Begin at the line below that contains "Query: vertical wooden post". Repeat it and all remaining lines of the records exactly.

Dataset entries
==============================

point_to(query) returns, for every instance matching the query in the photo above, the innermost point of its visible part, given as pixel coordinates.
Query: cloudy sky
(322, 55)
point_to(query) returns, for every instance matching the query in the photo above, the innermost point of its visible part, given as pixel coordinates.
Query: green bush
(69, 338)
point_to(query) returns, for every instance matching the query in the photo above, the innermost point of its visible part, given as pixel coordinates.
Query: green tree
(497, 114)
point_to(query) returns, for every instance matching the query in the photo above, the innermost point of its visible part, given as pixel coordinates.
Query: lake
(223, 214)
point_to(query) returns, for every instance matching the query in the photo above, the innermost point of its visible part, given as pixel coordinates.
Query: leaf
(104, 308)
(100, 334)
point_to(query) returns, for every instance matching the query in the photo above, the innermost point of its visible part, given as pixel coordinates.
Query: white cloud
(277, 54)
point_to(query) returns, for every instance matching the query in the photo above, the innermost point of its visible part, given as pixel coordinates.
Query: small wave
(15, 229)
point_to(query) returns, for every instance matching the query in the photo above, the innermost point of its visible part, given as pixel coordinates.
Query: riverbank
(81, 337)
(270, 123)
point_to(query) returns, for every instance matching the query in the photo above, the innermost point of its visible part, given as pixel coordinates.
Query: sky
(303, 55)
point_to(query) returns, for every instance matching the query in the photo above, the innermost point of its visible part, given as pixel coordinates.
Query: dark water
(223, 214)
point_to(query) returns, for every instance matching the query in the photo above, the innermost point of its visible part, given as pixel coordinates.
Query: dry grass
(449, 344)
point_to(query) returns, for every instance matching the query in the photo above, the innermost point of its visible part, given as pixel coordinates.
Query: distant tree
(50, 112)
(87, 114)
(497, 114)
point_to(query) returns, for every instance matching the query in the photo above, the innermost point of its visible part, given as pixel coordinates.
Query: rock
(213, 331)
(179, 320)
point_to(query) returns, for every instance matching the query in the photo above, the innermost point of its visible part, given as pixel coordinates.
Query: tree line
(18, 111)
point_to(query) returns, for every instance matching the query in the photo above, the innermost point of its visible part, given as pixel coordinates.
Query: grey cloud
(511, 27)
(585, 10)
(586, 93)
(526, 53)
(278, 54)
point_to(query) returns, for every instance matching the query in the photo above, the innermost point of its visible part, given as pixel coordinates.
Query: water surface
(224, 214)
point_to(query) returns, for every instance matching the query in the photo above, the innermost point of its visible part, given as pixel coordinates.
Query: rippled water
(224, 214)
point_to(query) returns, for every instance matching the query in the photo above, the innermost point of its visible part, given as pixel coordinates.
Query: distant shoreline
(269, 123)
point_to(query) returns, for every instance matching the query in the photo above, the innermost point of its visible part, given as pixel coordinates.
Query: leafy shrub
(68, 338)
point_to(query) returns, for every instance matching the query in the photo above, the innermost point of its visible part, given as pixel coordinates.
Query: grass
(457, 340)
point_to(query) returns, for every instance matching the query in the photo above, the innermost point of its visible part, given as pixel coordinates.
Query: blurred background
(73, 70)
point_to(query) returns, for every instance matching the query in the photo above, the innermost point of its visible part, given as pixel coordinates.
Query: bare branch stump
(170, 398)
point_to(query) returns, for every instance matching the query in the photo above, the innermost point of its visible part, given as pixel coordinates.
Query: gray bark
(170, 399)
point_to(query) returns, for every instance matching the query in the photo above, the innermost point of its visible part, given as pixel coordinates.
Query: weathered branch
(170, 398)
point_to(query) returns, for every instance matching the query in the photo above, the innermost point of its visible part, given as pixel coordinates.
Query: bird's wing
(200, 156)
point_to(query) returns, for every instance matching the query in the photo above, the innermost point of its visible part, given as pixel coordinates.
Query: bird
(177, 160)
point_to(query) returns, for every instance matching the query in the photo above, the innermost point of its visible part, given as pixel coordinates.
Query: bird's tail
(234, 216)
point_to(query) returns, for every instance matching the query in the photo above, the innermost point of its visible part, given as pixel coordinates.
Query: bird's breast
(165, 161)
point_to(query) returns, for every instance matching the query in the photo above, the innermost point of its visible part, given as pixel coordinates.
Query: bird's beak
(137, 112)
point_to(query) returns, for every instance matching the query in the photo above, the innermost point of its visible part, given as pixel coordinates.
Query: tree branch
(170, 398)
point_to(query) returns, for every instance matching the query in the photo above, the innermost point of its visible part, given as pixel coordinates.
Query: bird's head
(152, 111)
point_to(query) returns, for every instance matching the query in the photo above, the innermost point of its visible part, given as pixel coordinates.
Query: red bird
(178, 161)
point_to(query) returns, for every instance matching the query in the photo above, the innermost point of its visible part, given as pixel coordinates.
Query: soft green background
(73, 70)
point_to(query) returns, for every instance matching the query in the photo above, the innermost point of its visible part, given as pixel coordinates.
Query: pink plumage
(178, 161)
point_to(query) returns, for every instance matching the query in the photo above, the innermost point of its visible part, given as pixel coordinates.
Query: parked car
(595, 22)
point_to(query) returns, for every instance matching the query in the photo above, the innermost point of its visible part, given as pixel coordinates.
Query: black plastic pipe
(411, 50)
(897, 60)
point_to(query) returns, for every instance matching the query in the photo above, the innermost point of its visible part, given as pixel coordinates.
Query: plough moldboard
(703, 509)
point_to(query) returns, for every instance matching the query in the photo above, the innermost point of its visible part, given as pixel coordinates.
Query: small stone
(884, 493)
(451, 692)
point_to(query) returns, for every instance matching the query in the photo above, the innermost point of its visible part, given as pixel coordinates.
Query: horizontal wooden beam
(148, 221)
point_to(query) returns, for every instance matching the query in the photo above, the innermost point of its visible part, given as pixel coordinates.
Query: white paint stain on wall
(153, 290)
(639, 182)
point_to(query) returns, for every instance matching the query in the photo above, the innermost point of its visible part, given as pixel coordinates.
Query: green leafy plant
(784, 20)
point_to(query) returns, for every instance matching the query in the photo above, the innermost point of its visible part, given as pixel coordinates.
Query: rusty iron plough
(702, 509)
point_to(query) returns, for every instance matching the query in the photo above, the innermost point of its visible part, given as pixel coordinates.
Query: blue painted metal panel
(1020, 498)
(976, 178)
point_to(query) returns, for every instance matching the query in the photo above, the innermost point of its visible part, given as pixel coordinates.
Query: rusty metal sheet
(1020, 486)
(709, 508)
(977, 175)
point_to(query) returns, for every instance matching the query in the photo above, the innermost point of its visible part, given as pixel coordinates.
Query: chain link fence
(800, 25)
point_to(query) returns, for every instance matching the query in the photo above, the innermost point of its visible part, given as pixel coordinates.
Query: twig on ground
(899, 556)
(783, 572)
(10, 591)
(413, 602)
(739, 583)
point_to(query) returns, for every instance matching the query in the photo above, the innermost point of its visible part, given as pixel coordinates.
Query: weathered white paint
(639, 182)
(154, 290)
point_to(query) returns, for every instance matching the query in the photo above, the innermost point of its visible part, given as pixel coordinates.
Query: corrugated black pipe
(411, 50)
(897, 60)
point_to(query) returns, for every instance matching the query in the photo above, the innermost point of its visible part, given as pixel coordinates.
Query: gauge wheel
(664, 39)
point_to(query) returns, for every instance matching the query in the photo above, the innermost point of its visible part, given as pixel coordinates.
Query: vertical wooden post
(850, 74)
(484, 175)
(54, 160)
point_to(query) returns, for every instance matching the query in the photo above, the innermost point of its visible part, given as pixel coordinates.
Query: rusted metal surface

==============================

> _Response_:
Query: vertical wooden post
(850, 74)
(484, 175)
(54, 160)
point_to(query) returns, for every instance matching the query in the photo above, the innermost point of its visible part, given as pixel coordinates.
Query: rusted metal surface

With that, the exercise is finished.